§ Records provided:

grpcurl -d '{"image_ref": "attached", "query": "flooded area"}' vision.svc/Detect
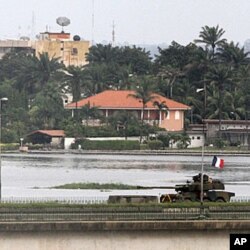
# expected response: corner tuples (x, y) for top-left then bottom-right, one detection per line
(2, 153), (250, 198)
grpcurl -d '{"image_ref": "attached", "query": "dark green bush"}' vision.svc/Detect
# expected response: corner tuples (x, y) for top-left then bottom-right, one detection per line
(1, 143), (20, 151)
(148, 140), (163, 150)
(72, 140), (140, 150)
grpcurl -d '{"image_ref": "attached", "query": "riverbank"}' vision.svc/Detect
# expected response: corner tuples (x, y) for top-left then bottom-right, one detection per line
(2, 148), (250, 156)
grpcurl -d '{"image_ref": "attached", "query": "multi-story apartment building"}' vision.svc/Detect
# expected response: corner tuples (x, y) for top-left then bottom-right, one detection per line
(0, 32), (90, 66)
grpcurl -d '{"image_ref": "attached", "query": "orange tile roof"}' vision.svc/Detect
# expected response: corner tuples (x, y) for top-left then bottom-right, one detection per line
(65, 90), (190, 110)
(29, 130), (65, 137)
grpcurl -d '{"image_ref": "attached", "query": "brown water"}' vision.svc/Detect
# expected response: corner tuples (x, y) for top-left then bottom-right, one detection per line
(2, 151), (250, 197)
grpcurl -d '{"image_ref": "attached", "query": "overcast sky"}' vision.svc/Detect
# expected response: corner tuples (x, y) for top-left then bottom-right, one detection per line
(0, 0), (250, 45)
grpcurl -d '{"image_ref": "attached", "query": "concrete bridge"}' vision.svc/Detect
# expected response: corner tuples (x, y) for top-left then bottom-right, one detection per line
(0, 220), (250, 250)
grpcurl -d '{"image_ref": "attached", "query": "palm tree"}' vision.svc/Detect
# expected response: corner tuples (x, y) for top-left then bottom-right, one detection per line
(109, 110), (137, 140)
(153, 101), (168, 125)
(218, 42), (249, 69)
(206, 64), (231, 138)
(81, 102), (101, 127)
(129, 77), (156, 142)
(194, 25), (226, 60)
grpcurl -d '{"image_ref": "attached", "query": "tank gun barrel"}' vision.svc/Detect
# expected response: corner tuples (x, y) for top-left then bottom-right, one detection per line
(136, 186), (175, 189)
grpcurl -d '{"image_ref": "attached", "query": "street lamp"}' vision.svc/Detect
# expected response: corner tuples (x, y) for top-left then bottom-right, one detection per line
(0, 97), (8, 202)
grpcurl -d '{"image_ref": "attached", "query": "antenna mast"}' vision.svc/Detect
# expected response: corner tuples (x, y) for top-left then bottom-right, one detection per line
(111, 21), (115, 47)
(92, 0), (95, 46)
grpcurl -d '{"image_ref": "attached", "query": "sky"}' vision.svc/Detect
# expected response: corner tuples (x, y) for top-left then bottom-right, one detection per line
(0, 0), (250, 45)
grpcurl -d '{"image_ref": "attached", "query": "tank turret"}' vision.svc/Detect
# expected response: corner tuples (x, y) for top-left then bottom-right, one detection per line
(175, 174), (225, 192)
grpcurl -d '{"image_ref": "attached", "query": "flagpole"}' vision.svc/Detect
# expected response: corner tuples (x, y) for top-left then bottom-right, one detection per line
(200, 138), (204, 206)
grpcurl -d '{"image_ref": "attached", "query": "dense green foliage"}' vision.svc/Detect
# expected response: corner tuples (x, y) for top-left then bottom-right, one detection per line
(72, 140), (140, 150)
(0, 26), (250, 145)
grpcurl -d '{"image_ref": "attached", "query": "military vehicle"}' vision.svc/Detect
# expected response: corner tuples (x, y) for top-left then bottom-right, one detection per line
(160, 174), (235, 202)
(108, 174), (235, 203)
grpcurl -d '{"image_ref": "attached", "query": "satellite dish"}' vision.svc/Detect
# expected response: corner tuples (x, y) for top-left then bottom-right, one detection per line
(73, 35), (81, 41)
(56, 17), (70, 32)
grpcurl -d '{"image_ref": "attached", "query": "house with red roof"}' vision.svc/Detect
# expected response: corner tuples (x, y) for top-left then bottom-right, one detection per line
(27, 130), (65, 148)
(65, 90), (190, 131)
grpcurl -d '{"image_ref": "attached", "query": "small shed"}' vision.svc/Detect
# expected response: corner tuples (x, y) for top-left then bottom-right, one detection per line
(27, 130), (65, 148)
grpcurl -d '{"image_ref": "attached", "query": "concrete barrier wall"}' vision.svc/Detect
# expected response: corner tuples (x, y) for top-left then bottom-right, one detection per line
(0, 231), (235, 250)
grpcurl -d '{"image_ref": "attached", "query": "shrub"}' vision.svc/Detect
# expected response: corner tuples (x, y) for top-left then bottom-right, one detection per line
(214, 138), (226, 148)
(148, 140), (163, 150)
(1, 143), (20, 151)
(72, 140), (140, 150)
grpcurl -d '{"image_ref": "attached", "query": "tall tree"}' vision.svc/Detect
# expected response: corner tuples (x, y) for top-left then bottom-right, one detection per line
(194, 25), (226, 60)
(206, 64), (232, 138)
(129, 77), (156, 142)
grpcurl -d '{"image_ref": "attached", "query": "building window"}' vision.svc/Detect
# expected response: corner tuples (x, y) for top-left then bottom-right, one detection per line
(71, 48), (78, 56)
(175, 111), (180, 120)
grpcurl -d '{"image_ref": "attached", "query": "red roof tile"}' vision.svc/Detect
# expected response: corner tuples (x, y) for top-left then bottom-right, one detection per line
(65, 90), (190, 110)
(29, 130), (65, 137)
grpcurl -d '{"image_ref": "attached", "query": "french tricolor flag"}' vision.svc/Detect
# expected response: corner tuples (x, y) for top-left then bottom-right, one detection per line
(212, 156), (224, 169)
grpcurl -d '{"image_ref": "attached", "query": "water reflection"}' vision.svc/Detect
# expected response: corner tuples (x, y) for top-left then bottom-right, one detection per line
(2, 154), (250, 197)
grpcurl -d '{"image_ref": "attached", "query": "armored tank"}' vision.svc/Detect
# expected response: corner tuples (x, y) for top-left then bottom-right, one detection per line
(160, 174), (235, 203)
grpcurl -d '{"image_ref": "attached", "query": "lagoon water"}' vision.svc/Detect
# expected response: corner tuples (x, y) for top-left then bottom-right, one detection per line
(2, 153), (250, 198)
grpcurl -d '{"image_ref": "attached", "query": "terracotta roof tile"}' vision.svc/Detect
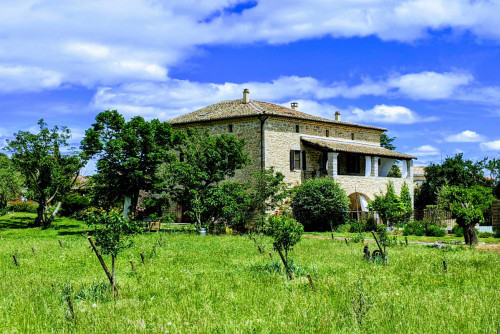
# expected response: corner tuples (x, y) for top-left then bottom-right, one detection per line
(169, 99), (386, 131)
(301, 137), (417, 159)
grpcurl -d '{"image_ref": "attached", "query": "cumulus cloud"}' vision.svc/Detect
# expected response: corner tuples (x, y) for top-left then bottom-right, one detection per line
(0, 0), (500, 92)
(347, 104), (437, 124)
(388, 71), (473, 100)
(445, 130), (486, 143)
(480, 140), (500, 151)
(407, 145), (441, 158)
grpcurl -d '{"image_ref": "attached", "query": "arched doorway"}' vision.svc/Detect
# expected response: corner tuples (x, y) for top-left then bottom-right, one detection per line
(349, 192), (370, 211)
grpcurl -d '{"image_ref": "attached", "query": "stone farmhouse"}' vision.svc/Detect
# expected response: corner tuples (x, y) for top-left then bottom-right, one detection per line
(169, 89), (416, 211)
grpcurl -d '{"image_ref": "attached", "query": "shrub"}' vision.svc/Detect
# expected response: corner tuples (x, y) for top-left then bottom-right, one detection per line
(61, 194), (90, 216)
(477, 232), (493, 238)
(8, 200), (38, 213)
(425, 225), (446, 237)
(451, 224), (464, 237)
(291, 178), (349, 231)
(403, 220), (426, 237)
(264, 216), (304, 261)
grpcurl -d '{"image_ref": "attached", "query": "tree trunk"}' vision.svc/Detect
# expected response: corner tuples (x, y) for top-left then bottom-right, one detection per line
(463, 224), (477, 246)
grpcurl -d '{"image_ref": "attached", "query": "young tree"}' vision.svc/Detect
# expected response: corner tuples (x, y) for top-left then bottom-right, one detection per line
(81, 110), (183, 212)
(438, 185), (494, 245)
(368, 182), (412, 226)
(7, 119), (85, 228)
(415, 153), (490, 210)
(85, 211), (139, 287)
(168, 129), (250, 226)
(291, 178), (349, 231)
(0, 153), (22, 211)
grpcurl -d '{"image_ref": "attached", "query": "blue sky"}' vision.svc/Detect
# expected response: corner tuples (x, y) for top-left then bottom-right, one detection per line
(0, 0), (500, 172)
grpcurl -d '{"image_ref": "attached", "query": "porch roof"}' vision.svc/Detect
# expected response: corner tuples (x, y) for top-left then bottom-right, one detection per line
(301, 137), (417, 160)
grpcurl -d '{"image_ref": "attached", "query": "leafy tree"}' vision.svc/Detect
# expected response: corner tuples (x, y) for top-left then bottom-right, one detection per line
(380, 133), (396, 151)
(0, 153), (22, 211)
(168, 129), (250, 226)
(85, 210), (139, 286)
(264, 216), (304, 265)
(368, 182), (412, 226)
(7, 119), (85, 227)
(291, 178), (350, 231)
(485, 158), (500, 199)
(415, 153), (490, 210)
(438, 185), (494, 245)
(208, 167), (290, 232)
(81, 110), (183, 212)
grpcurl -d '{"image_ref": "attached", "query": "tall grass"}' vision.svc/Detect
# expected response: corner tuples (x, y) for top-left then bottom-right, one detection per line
(0, 214), (500, 333)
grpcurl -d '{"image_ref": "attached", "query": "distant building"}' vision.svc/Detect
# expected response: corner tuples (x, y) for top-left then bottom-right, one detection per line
(169, 89), (416, 214)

§ Given exercise:
Update the records from their first line through the line containing "(136, 186), (175, 189)", swapping "overcast sky" for "cloudy sky" and keeping everything else the same. Omit the pictures from your answer.

§ Answer to this exercise:
grpcurl -d '{"image_ref": "attached", "query": "flooded area"}' vision.svc/Detect
# expected response: corner tuples (x, y) for top-left then bottom-right, one detection per line
(2, 153), (250, 198)
grpcurl -d '{"image_ref": "attached", "query": "dark green bush"}' vision.svc/Detect
# expected response: corner tuples (x, y) for top-left then bottom-right, one detection per line
(1, 143), (20, 151)
(148, 140), (163, 150)
(72, 140), (140, 150)
grpcurl -d '{"image_ref": "attached", "query": "riverbank"}' vision.svc/Detect
# expected response: corner tuples (x, y) for top-left then bottom-right, one detection per line
(2, 148), (250, 156)
grpcurl -d '{"image_ref": "attached", "query": "multi-story apartment building"}' vision.svc/Detect
# expected response: corner tuples (x, y) for top-left then bottom-right, one detection per line
(0, 32), (90, 66)
grpcurl -d '{"image_ref": "attached", "query": "orange tile roof"}' vision.svc/Detect
# expected response: corner tuples (x, y) for top-left then bottom-right, one detection per line
(65, 90), (190, 110)
(29, 130), (65, 137)
grpcurl -d '{"image_ref": "attached", "query": "brown water"}' vision.svc/Detect
# expected response: corner tuples (x, y) for top-left then bottom-right, one detection per line
(2, 151), (250, 197)
grpcurl -d '{"image_ref": "attached", "query": "cloudy sky"}' vision.svc/Detect
# expected response: corner tuples (x, y) for top-left then bottom-right, one detection per line
(0, 0), (250, 45)
grpcurl -d '{"image_ref": "attached", "query": "concrete bridge"}' vision.svc/Detect
# expected response: corner tuples (x, y) for top-left then bottom-right, one detection per line
(0, 220), (250, 250)
grpcurl -d '{"image_ref": "attached", "query": "palm tree"}' vision.svc/Detect
# expected response: corner tuples (x, y) for top-left then bottom-right, one detection per line
(109, 110), (137, 140)
(153, 101), (168, 125)
(218, 42), (249, 69)
(206, 64), (231, 138)
(81, 102), (101, 127)
(129, 77), (156, 142)
(194, 25), (226, 60)
grpcurl -d '{"image_ref": "attached", "query": "tank gun barrel"}' vision.svc/Detect
# expected response: corner tuples (x, y) for top-left then bottom-right, one detection per line
(136, 186), (175, 189)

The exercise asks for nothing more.